### Directions for this task:
Turn every line of the rows below into a JSON list of strings, one string per line, skipping blank lines. Leave the pictures out of your answer.

### Records for processing:
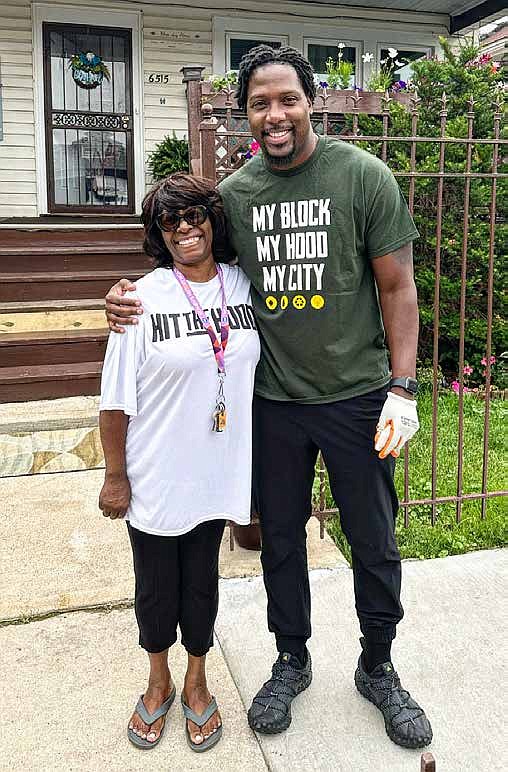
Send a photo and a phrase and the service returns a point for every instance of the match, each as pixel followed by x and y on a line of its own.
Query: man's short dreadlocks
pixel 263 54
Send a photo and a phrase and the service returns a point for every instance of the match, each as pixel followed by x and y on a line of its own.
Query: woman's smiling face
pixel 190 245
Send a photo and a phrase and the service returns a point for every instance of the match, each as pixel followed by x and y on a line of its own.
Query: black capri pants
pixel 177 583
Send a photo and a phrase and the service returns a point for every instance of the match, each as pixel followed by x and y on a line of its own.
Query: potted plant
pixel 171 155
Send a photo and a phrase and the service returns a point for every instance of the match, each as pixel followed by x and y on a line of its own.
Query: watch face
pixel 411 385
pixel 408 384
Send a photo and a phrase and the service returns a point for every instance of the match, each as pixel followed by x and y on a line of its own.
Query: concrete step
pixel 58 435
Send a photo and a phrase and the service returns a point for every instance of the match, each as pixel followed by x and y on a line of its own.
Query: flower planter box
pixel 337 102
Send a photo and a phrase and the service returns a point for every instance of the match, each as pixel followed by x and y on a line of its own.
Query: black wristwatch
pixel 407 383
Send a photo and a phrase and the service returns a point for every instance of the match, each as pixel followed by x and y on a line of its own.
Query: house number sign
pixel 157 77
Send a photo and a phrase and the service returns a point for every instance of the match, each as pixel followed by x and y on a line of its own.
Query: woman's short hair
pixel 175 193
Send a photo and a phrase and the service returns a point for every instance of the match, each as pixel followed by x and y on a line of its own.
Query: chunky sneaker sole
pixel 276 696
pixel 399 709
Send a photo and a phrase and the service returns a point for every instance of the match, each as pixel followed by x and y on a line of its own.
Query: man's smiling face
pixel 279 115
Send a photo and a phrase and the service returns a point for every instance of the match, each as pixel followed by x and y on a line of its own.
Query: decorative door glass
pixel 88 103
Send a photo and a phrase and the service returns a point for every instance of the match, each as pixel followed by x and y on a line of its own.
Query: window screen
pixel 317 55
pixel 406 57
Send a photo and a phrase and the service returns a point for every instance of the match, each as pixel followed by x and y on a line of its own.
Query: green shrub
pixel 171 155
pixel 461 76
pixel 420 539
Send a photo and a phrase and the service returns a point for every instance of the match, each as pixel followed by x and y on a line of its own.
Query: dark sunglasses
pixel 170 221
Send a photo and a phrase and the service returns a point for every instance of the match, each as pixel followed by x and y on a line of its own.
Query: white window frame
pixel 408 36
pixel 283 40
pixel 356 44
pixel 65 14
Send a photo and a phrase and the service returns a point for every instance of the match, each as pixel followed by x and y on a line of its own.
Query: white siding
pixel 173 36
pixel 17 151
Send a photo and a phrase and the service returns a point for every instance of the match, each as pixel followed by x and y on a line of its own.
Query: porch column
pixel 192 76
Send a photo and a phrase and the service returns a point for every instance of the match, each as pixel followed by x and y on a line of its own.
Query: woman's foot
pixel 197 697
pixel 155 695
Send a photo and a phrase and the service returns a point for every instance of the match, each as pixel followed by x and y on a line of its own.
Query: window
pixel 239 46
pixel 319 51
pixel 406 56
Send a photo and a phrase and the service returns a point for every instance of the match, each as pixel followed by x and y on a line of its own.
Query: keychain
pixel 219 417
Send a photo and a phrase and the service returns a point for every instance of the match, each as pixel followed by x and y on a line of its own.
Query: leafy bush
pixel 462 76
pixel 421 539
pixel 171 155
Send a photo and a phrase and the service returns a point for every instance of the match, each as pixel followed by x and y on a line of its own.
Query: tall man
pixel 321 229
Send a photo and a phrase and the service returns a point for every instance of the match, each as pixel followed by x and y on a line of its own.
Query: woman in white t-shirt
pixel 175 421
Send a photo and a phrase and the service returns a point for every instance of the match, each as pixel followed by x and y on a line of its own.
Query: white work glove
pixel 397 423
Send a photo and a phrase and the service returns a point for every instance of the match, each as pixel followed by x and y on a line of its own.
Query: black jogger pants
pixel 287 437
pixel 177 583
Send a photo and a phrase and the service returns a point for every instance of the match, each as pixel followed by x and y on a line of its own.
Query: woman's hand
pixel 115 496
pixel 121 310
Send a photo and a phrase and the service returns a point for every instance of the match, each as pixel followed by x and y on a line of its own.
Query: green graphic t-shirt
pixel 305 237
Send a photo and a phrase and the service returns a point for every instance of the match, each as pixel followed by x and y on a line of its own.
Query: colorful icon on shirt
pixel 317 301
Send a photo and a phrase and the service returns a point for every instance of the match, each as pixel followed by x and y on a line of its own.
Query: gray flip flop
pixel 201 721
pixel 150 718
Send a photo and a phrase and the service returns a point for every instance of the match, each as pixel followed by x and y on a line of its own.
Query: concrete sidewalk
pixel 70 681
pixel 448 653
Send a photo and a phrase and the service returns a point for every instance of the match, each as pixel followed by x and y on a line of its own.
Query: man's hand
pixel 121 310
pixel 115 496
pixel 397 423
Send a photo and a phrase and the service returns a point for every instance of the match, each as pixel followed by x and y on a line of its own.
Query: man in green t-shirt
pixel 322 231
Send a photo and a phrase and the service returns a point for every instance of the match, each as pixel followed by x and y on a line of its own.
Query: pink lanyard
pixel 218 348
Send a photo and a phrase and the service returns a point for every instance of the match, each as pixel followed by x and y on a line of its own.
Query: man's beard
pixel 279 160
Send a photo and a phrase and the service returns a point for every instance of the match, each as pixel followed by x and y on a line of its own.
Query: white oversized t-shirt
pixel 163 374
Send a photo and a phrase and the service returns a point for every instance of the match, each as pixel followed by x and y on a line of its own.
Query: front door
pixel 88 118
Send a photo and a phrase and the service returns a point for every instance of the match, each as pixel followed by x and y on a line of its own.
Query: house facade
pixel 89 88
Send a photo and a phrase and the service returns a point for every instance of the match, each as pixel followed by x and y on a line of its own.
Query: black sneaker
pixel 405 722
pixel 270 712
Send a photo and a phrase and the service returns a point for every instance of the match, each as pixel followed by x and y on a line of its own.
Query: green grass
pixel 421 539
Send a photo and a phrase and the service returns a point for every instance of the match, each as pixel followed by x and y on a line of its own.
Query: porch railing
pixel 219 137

### Full answer:
[
  "Send a photo and a phrase and the service returns a point for every instance of the match, each as pixel followed by x and y on a line of its own.",
  "Query: man's short dreadlocks",
  "pixel 263 54",
  "Send a photo and a phrase and the service returns a point for every instance of the match, each as pixel followed by x and y on a line of its own.",
  "Query: woman's smiling face",
  "pixel 190 245",
  "Send a photo and a phrase and the service returns a point for every instance of the match, each as pixel followed by x and y on a line of its own.",
  "Query: black capri pants",
  "pixel 177 583",
  "Send a photo and a phrase and the service returns a point for every instance of the match, each as pixel followed by x and y on a line of its own.",
  "Query: potted plant",
  "pixel 171 155",
  "Send a photo and a phrase and the service returns a point for every instance of the match, each as pixel followed by x and y on a line of its own.",
  "Query: watch face",
  "pixel 411 385",
  "pixel 408 384",
  "Send a photo and a phrase and the service returns a point for every instance of the match, each as pixel followed by x and y on a line of its own.",
  "Query: concrete step",
  "pixel 58 435",
  "Send a photo and a phrase and the service returns a point for every instance of the match, each as pixel followed by x and y on a line of its own.",
  "Query: flower planter box",
  "pixel 337 102",
  "Send a photo and a phrase and the service returns a point for every instance of the match, each as pixel followed by x and y on a line of its own.",
  "Query: black wristwatch",
  "pixel 407 383",
  "Send a photo and a phrase and the service returns a point for every instance of the match, each as pixel followed by x and y on a line of its own.",
  "Query: house number sign",
  "pixel 157 77",
  "Send a photo and a phrase and the service returns a point for every instance of the match, each as pixel followed by x and y on a line of its own.",
  "Query: woman's short hair",
  "pixel 175 193",
  "Send a photo and a phrase and the service returns a point for every instance of the match, each as pixel followed by x and y on a line of its own.",
  "Query: chunky sneaker sole",
  "pixel 276 696",
  "pixel 399 709",
  "Send a photo and a phrase and the service returns a point for every instance of the match, each as pixel followed by x and y on a line of its own.",
  "Query: man's smiling face",
  "pixel 279 115",
  "Send a photo and a phrase and the service returns a point for every instance of the match, each as pixel followed by x and y on a line of its own.",
  "Query: decorative door glass",
  "pixel 88 103",
  "Send a photo and a phrase and the service returns a point for every instance of the match, each as pixel followed by x and y on a line of its own.",
  "Query: window screen",
  "pixel 317 55",
  "pixel 406 57",
  "Send a photo and a phrase and the service returns a point for every instance of the match, each as pixel followed by x and y on a line of its own.",
  "Query: green shrub",
  "pixel 171 155",
  "pixel 461 76",
  "pixel 420 539",
  "Send a photo and a phrase and the service returns a point for every instance of the match, each as pixel followed by x and y on a line of its own.",
  "Query: dark sunglasses",
  "pixel 170 221",
  "Send a photo and a phrase and the service returns a point for every instance of the match, each as pixel followed by x and y on a line of its own.",
  "Query: white window frame",
  "pixel 408 36",
  "pixel 283 40",
  "pixel 356 44",
  "pixel 65 14",
  "Send a photo and a phrase and the service returns a point for every instance of the match, each as pixel followed by x and y on a line of its own.",
  "Query: white siding",
  "pixel 173 36",
  "pixel 17 151",
  "Send a photo and a phrase and the service returns a point for every instance of the match, each as pixel followed by x and y on a line of its own.",
  "Query: porch column",
  "pixel 192 76",
  "Send a photo and a phrase and the service returns a point for every instance of the match, each as pixel followed by x and y on a line of its own.",
  "Query: woman's foot",
  "pixel 197 697",
  "pixel 155 695",
  "Send a photo and a phrase and the service returns a point for every instance of the match, each as pixel followed by x and y on a line of its own.",
  "Query: window",
  "pixel 239 46",
  "pixel 319 51",
  "pixel 406 56",
  "Send a photo and a phrase and the service returns a point for every instance of the match, each as pixel followed by x and y on a line of its own.",
  "Query: keychain",
  "pixel 219 417",
  "Send a photo and a phrase and the service returns a point for every instance of the match, each as pixel followed by x and y on a line of its own.",
  "Query: leafy bush",
  "pixel 462 76",
  "pixel 421 539",
  "pixel 171 155",
  "Send a photo and a phrase and the service returns a point for every instance of the match, each as pixel followed by x and y on a line of its own.",
  "Query: tall man",
  "pixel 321 229",
  "Send a photo and a phrase and the service returns a point for every instance of the match, each as pixel followed by x and y on a line of its own.",
  "Query: woman in white t-shirt",
  "pixel 175 421",
  "Send a photo and a phrase and the service returns a point for every instance of the match, each as pixel followed by x and y on a line of its own.",
  "Query: white work glove",
  "pixel 397 423",
  "Send a photo and a phrase and the service returns a point for every instance of the match, each as pixel followed by x and y on a line of its own.",
  "Query: black jogger pants",
  "pixel 287 437",
  "pixel 177 583",
  "Send a photo and a phrase and the service returns a point for every instance of the match, each as pixel followed by x and y on a line of its own.",
  "Query: woman's hand",
  "pixel 115 496",
  "pixel 121 310",
  "Send a photo and a phrase and the service returns a point for every instance of the match, each as pixel followed by x and y on a line of its own.",
  "Query: green graphic t-shirt",
  "pixel 305 237",
  "Send a photo and a phrase and the service returns a point for every instance of the match, each as pixel followed by x and y on a line of its own.",
  "Query: colorful icon on shirt",
  "pixel 317 301",
  "Send a photo and a phrase and the service returns a point for every instance of the match, each as pixel followed by x and y on a line of its own.",
  "Query: gray flip flop",
  "pixel 201 721",
  "pixel 150 718",
  "Send a photo and a phrase and the service returns a point for every instance of the match, each as pixel followed by x and y on a line of its own.",
  "Query: concrete sidewalk",
  "pixel 70 681",
  "pixel 448 653",
  "Send a photo and a phrase and the service returns a point for every instance of the match, each as pixel followed by x and y on a line of its own.",
  "Query: man's hand",
  "pixel 121 310",
  "pixel 115 496",
  "pixel 397 423",
  "Send a photo and a phrase and the service returns a point for every instance of the match, each as pixel followed by x and y on a line of its own.",
  "Query: man in green t-shirt",
  "pixel 322 231",
  "Send a photo and a phrase and the service returns a point for every instance of the match, each as pixel followed by x and y on a line of its own.",
  "Query: pink lanyard",
  "pixel 218 348",
  "Send a photo and a phrase and the service returns a point for every instance of the match, each as pixel followed by x and y on a line of its own.",
  "Query: man's beard",
  "pixel 279 160",
  "Send a photo and a phrase and the service returns a point for every instance of the match, each as pixel followed by x and y on a line of its own.",
  "Query: white oversized t-shirt",
  "pixel 163 374",
  "Send a photo and a phrase and the service returns a point for every instance of the match, each as pixel followed by x and y on a line of its own.",
  "Query: front door",
  "pixel 88 118",
  "Send a photo and a phrase and the service returns a point for every instance of the match, each as pixel followed by x and y on a line of its own.",
  "Query: house facade",
  "pixel 89 88",
  "Send a photo and a phrase and the service returns a point for every instance of the match, each as pixel followed by x and y on a line of its own.",
  "Query: black sneaker",
  "pixel 405 722",
  "pixel 270 712",
  "Send a photo and a phrase and the service returns a point for every instance of the match, each as pixel followed by x and y on a line of its own.",
  "Query: green grass",
  "pixel 421 539",
  "Send a photo and a phrase and the service returns a point for every instance of the match, each as pixel followed by x and y on a line of its own.",
  "Query: porch railing",
  "pixel 219 137"
]